● **SUPPLIED MATERIAL**:
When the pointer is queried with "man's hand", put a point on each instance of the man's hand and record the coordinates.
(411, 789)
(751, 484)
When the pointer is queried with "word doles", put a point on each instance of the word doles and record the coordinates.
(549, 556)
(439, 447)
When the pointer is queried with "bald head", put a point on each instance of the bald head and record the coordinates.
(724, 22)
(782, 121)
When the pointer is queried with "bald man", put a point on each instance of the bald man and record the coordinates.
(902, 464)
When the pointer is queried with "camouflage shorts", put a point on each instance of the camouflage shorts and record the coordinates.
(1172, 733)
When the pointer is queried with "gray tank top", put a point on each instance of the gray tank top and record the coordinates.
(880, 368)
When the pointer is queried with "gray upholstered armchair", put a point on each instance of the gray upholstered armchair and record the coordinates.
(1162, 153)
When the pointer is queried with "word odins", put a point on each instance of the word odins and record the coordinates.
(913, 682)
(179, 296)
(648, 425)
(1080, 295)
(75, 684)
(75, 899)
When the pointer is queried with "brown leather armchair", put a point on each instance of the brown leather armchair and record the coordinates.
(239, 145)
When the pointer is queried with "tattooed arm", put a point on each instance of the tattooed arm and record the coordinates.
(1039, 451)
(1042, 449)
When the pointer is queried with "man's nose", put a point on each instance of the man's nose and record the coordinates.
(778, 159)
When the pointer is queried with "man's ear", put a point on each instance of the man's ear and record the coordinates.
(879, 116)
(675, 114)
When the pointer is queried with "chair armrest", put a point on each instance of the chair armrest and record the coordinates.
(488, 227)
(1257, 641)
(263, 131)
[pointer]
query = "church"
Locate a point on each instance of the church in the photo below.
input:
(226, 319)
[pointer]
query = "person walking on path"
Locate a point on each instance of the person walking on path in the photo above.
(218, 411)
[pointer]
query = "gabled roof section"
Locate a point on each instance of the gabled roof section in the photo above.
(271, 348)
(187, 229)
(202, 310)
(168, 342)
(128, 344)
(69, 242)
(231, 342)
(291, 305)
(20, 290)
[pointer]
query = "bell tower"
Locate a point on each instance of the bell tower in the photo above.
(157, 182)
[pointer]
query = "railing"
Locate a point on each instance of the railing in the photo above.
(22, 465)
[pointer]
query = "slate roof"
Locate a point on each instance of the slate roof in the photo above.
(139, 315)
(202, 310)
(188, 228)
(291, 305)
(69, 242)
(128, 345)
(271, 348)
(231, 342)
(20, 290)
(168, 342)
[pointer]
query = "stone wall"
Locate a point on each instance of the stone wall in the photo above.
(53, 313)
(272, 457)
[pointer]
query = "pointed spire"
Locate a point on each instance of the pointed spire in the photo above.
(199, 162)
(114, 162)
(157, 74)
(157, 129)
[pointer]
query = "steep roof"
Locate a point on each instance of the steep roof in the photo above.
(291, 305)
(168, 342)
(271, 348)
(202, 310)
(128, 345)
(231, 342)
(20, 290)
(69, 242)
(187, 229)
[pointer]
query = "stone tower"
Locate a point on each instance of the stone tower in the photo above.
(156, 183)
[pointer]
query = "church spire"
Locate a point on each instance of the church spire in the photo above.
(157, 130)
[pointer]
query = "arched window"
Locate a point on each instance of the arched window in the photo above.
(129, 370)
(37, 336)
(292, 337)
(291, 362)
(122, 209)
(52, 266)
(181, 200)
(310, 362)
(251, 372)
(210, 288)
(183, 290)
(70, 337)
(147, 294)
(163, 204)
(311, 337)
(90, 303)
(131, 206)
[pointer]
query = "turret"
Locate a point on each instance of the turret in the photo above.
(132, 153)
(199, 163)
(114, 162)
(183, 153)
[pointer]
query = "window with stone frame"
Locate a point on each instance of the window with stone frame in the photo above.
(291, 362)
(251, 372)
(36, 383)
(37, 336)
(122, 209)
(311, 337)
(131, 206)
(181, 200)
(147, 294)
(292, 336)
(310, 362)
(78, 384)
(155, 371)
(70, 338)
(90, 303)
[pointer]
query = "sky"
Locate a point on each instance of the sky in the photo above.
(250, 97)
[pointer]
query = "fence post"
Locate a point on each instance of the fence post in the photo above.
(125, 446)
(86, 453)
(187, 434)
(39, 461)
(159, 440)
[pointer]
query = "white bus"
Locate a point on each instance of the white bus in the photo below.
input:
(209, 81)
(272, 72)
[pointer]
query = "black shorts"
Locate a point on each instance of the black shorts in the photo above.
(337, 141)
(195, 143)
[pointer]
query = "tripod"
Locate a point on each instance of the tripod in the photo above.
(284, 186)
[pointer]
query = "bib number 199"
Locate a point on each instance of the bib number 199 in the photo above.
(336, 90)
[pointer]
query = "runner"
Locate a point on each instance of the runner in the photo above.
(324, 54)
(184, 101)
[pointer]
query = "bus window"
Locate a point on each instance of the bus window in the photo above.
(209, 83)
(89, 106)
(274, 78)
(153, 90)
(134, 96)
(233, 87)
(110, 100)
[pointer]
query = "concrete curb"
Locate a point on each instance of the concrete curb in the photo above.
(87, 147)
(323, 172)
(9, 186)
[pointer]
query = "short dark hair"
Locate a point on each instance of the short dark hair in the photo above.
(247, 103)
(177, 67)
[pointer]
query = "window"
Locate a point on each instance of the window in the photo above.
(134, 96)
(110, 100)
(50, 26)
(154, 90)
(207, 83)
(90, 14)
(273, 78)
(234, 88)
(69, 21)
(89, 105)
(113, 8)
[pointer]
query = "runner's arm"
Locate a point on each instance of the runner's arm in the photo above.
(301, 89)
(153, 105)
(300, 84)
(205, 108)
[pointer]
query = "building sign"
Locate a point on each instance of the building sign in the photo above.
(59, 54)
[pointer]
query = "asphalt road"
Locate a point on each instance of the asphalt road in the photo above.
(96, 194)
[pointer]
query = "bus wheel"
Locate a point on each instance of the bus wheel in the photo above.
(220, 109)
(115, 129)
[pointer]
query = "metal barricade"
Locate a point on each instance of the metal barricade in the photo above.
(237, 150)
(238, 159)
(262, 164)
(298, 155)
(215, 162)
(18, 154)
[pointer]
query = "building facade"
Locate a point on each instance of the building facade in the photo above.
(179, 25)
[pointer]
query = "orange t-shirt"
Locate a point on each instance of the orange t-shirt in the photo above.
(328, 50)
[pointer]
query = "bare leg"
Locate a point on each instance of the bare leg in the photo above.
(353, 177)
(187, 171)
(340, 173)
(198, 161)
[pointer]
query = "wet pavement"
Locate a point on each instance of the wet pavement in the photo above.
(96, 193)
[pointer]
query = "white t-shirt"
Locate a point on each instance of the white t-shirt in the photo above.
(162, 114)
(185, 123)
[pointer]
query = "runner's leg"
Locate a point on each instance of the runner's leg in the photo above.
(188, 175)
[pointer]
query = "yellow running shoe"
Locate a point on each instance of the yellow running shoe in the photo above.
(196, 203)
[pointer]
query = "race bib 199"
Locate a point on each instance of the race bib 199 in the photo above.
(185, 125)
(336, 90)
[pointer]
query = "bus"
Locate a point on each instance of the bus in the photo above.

● **ABOUT THIS EXERCISE**:
Among the records, find all lines that include the string "below" and return them.

● **PROBLEM SOLUTION**:
Locate a point on each instance of the church in the photo below.
Locate a point on each instance of the white bus in the photo below.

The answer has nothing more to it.